QUESTION: Terraform plan output may contain sensitive data.

caquino commented 6 years ago

Hi,

We are evaluating adoption of Atlantis and one of our concerns regarding security is that while doing 'atlantis plan' secret data can be displayed on the plan output.

Is there any recommendation on how to overcome this issue?

Thanks

lkysow commented 6 years ago

Hi Cassiano, right now there's no built-in way to Atlantis to overcome that issue however there are some mechanisms within Terraform itself and some options I'd like to evaluate for atlantis:

Within Terraform

As per https://github.com/hashicorp/terraform/issues/16554#issuecomment-341849007, output secrets can be hidden by setting sensitive = true:

output "out" {
  value     = "$secret"
  sensitive = true
}

Resulting in an apply output of:

Outputs:

out = <sensitive>

Within resources, it's provider dependent to annotate arguments as secret. For example, the aws_db_instance resource marks its password argument as secret, so:

resource "aws_db_instance" "default" {
  # ...
  username = "foo"
  password = "foobarbaz"
}

Results in:

Terraform will perform the following actions:

  + aws_db_instance.default
     ...
      password:                   <sensitive>
      username:                   "foo"

Plan: 1 to add, 0 to change, 0 to destroy.

Just for my knowledge is there a particular resource you're managing that you're worried about?

For Atlantis

I'm going to try out https://github.com/opencredo/terrahelp which has a mask function and I'll get back to you if that works and if so how to use it within Atlantis.

caquino commented 6 years ago

@lkysow Thanks for such fast and comprehensive answer!

First of all please read this with the "brainstorm hat", I'm not demanding or telling what should be done.

We are aware that this is not really an Atlantis issue, its a terraform issue, but it turned out to be even more of a nuisance in our case because of having this content on GH comments.

[Set task]
Reproduce the thread about sensitive data in Terraform plan output word for word, from start to finish. Rely only on the thread about sensitive data in Terraform plan output.

[Raw listing]
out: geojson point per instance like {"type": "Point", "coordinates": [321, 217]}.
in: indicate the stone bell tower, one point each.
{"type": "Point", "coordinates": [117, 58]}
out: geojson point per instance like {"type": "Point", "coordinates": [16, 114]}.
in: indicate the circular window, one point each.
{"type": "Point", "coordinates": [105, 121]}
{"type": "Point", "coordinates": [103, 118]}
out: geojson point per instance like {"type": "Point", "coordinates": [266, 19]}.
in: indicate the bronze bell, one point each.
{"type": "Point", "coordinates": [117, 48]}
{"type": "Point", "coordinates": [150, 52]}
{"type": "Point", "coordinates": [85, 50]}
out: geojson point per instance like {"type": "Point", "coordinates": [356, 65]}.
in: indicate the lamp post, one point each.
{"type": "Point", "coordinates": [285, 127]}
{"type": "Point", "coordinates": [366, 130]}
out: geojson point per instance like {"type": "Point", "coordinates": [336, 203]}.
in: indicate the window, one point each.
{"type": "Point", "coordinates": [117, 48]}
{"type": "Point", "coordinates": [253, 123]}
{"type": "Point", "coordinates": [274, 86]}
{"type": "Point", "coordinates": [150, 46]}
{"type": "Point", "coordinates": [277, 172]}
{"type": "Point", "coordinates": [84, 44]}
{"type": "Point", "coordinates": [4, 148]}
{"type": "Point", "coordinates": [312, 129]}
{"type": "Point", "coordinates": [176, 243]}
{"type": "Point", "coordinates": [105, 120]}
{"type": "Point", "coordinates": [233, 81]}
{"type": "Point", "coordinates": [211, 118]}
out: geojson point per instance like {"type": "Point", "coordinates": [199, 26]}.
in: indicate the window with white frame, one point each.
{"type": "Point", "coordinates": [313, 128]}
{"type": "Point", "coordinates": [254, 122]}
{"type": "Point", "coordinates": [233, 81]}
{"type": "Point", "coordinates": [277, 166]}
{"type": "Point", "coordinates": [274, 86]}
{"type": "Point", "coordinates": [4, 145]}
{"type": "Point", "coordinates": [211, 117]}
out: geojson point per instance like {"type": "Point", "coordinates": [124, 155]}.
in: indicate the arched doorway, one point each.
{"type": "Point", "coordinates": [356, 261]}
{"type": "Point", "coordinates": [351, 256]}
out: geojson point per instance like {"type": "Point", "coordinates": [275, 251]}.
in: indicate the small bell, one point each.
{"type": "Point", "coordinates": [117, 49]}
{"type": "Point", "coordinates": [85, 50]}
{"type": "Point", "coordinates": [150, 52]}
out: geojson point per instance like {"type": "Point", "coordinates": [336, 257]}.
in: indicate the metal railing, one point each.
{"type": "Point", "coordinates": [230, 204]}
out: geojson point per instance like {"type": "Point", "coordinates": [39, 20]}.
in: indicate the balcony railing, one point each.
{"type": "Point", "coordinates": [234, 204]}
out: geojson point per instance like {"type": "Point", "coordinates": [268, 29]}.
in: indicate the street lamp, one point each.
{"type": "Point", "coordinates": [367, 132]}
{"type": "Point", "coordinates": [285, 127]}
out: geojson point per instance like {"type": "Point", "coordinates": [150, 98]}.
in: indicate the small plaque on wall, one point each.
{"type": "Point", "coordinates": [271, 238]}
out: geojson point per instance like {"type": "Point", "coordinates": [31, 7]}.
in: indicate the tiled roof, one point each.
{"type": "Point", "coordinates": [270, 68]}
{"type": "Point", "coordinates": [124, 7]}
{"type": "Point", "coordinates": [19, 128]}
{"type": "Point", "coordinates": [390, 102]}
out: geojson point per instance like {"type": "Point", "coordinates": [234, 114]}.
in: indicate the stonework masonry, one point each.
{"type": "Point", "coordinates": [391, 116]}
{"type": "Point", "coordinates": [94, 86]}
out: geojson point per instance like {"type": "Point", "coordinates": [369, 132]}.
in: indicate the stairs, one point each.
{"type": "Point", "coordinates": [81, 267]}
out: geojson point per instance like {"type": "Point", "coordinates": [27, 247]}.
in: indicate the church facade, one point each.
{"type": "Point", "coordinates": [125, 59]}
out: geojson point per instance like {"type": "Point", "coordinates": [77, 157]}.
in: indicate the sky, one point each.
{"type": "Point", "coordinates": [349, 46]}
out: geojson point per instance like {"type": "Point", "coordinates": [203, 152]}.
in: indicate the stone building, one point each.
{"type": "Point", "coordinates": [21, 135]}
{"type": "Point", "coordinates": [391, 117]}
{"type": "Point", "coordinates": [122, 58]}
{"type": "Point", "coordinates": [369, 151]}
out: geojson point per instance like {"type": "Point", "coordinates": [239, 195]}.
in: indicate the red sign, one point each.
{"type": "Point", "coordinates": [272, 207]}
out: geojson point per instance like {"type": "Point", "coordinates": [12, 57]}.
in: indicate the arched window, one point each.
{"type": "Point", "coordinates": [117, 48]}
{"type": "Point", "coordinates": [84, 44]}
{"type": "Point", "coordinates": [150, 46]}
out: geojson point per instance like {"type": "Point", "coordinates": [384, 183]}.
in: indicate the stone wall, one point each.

[Exercise answer]
QUESTION: Terraform plan output may contain sensitive data.

caquino commented 6 years ago

Hi,

We are evaluating adoption of Atlantis and one of our concerns regarding security is that while doing 'atlantis plan' secret data can be displayed on the plan output.

Is there any recommendation on how to overcome this issue?

Thanks

lkysow commented 6 years ago

Hi Cassiano, right now there's no built-in way to Atlantis to overcome that issue however there are some mechanisms within Terraform itself and some options I'd like to evaluate for atlantis:

Within Terraform

As per https://github.com/hashicorp/terraform/issues/16554#issuecomment-341849007, output secrets can be hidden by setting sensitive = true:

output "out" {
  value     = "$secret"
  sensitive = true
}

Resulting in an apply output of:

Outputs:

out = <sensitive>

Within resources, it's provider dependent to annotate arguments as secret. For example, the aws_db_instance resource marks its password argument as secret, so:

resource "aws_db_instance" "default" {
  # ...
  username = "foo"
  password = "foobarbaz"
}

Results in:

Terraform will perform the following actions:

  + aws_db_instance.default
     ...
      password:                   <sensitive>
      username:                   "foo"

Plan: 1 to add, 0 to change, 0 to destroy.

Just for my knowledge is there a particular resource you're managing that you're worried about?

For Atlantis

I'm going to try out https://github.com/opencredo/terrahelp which has a mask function and I'll get back to you if that works and if so how to use it within Atlantis.

caquino commented 6 years ago

@lkysow Thanks for such fast and comprehensive answer!

First of all please read this with the "brainstorm hat", I'm not demanding or telling what should be done.

We are aware that this is not really an Atlantis issue, its a terraform issue, but it turned out to be even more of a nuisance in our case because of having this content on GH comments.